Straddling the plant and animal kingdoms, the protist Volvox forms stunning bright green colonial balls in water bodies that are enriched in nitrates. Found in puddles, ditches, shallow ponds and bogs, Volvox colonies reach up to 50,000 cells and may include daughter and granddaughter colonies.
Volvox Video #1
Spherical colonies of bright green Volvox cells rotate in unison; under oblique illumination with a playing time of 32 seconds. Choose a playback format that matches your connection speed:
Volvox Video #2
A single Volvox colony is seen in more detail, with motion of individual cells probably due to movement of the cells' flagella; under oblique illumination with a playing time of 17 seconds. Choose a playback format that matches your connection speed:
The phylum Chlorophyta (green protists) includes colonial and singular species that help recycle the carbon of aquatic ecosystems, and like plants, can convert carbon dioxide, water and solar energy into carbohydrates and dissolved oxygen. Also in similarity to plants, the chlorophytes, including Volvox, feature cellulose cell walls and chloroplasts. This colonial member of the kingdom Protista can serve as a surrogate in water quality tests for nitrates and other nitrogen-rich dissolved compounds. Worldwide, there are 20 species of Volvox fully described.
The individual cells within the Volvox colony are round and feature a pair of flagella. The colony as a whole, up to 1 millimeter in diameter, can move through the water column, gracefully spinning, while moving their flagella in unison, seeking optimal light for photosynthesis. There is apparently some polarization and differentiation in the colony with cells at the anterior end developing larger stigma or photosensitive eyespots. The spherical green cells cling to a transparent hollow ball of mucilage, forming the Volvox colony. The individual cells in a colonial Volvox resemble Chalmydomonas. However, the colonies have two cell types, somatic and generative. Generative cells subdivide, via mitosis, into small daughter cells. This process continues until a small, bubble-shaped invaginated daughter colony forms within the mucilage matrix of the parent colony. Since the daughter colonies are formed inside out, they must invert prior to release from the parent colony as new independent daughter colonies. In some cases, before release of the daughters, the daughter colonies also undergo asexual reproduction, creating granddaughter colonies within the maternal colony.

• _WHAT IS BEING ASKED_: Proceed with the Volvox passage, picking up after its final sentence about granddaughter colonies.

• _Entries drawn from a collection_:
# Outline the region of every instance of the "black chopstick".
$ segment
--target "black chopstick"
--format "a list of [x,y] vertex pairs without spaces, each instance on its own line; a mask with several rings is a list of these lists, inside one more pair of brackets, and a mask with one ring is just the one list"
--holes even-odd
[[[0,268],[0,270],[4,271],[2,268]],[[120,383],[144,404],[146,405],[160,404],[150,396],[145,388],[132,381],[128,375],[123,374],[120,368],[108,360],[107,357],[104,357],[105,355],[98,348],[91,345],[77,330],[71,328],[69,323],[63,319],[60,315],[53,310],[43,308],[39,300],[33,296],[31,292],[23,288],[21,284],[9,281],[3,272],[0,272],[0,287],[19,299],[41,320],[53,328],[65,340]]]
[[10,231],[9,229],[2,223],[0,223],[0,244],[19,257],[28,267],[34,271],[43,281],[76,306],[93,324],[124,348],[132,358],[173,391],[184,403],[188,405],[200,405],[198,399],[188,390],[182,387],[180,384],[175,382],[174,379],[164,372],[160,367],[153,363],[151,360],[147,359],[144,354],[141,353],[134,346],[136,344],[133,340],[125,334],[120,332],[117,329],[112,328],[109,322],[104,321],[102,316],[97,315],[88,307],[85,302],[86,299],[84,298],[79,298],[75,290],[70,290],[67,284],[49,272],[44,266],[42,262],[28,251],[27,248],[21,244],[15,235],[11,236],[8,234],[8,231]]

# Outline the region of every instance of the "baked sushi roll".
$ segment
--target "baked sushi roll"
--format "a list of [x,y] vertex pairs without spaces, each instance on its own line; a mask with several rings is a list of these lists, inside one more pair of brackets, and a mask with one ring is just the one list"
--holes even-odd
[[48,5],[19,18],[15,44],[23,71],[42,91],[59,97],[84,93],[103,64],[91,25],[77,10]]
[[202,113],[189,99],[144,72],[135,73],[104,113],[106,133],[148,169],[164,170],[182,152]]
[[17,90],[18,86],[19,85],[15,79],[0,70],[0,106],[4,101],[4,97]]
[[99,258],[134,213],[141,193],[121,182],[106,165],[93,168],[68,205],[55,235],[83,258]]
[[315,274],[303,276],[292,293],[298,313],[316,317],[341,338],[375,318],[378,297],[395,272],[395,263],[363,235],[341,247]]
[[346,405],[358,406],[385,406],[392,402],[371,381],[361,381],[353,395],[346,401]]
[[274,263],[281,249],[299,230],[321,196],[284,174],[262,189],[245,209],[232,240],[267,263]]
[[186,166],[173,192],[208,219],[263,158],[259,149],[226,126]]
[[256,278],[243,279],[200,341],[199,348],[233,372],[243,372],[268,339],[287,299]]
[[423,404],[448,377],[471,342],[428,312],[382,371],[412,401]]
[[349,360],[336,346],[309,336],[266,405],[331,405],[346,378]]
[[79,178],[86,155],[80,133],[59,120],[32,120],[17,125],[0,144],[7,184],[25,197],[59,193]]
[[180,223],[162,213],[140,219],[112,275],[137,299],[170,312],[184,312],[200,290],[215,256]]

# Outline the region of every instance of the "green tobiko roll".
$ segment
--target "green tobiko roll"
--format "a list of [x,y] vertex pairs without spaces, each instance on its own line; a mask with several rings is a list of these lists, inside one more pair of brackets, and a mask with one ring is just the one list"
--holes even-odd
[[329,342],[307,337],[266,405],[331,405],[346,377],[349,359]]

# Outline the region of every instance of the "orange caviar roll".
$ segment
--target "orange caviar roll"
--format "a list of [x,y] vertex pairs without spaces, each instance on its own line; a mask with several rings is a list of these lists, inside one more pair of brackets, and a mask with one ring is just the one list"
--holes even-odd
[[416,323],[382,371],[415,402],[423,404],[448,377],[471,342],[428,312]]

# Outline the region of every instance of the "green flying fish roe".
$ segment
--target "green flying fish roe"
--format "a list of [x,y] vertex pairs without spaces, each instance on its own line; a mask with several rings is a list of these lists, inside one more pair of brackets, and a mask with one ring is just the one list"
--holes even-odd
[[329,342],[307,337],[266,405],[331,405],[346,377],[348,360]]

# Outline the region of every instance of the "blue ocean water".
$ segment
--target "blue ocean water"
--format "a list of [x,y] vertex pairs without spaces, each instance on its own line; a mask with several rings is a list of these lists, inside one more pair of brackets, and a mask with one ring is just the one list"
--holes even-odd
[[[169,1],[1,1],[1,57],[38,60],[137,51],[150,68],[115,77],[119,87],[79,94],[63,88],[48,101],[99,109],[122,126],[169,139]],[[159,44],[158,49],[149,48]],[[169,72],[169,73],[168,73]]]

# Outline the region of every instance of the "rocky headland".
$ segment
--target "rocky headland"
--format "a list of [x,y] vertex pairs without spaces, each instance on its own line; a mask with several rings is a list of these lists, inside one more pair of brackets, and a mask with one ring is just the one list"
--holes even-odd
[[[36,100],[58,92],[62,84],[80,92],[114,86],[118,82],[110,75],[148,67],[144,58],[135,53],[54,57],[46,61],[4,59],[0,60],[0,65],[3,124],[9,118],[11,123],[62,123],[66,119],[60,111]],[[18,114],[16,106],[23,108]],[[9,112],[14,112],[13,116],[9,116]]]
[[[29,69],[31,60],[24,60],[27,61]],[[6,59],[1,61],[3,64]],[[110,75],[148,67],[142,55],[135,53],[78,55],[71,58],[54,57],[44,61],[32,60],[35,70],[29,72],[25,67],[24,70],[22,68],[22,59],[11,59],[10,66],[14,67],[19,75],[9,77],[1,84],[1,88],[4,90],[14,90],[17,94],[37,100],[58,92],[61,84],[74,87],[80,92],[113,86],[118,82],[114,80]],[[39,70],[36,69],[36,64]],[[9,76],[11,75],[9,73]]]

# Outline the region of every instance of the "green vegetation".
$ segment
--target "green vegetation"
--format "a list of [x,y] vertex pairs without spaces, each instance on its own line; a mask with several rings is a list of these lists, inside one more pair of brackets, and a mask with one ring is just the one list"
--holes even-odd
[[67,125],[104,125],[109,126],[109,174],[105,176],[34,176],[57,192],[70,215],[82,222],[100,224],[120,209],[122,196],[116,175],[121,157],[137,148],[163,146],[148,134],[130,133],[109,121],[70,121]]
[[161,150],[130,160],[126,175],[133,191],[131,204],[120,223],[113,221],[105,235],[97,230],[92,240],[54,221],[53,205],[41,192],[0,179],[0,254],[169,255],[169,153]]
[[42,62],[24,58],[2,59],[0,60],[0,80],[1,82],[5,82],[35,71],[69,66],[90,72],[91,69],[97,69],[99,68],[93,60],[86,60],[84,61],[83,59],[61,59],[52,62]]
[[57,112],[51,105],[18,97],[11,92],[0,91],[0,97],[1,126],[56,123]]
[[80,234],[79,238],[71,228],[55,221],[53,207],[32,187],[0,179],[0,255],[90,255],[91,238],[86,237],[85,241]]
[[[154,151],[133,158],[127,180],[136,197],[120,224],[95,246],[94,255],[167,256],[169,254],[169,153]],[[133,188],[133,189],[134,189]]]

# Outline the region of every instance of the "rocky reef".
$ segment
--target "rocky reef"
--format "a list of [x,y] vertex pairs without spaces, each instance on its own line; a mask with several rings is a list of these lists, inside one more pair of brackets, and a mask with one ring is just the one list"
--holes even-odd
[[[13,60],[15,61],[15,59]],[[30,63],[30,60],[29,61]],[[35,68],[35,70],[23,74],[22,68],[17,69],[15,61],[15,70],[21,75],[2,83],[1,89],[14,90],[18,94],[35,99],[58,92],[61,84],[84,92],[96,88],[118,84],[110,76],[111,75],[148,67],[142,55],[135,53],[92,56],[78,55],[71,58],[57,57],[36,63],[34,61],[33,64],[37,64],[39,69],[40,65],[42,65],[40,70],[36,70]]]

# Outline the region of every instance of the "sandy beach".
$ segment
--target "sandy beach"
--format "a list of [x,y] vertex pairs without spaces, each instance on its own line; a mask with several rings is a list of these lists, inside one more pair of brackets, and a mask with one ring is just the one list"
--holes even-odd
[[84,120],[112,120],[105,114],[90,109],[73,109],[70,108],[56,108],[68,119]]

• _WRITTEN ANSWER_:
Volvox are also capable of sexual reproduction. Some of the generative cells undergo repeated divisions, developing into sperm packets. Research results indicate that these male colonies can produce a pheromone that induces other Volvox colonies in the vicinity to become sexually active. As a unit, the sperm packets are released into the aquatic environment and swim away in search of Volvox eggs. The eggs develop from generative cells, which have not undergone meiosis. After successful fertilization, a resting stage forms which incorporates a thick, spiny cell wall that is often red in color, and that can survive winter temperatures. Within the resting spore, meiosis occurs and each meiospore evolves into a new colony.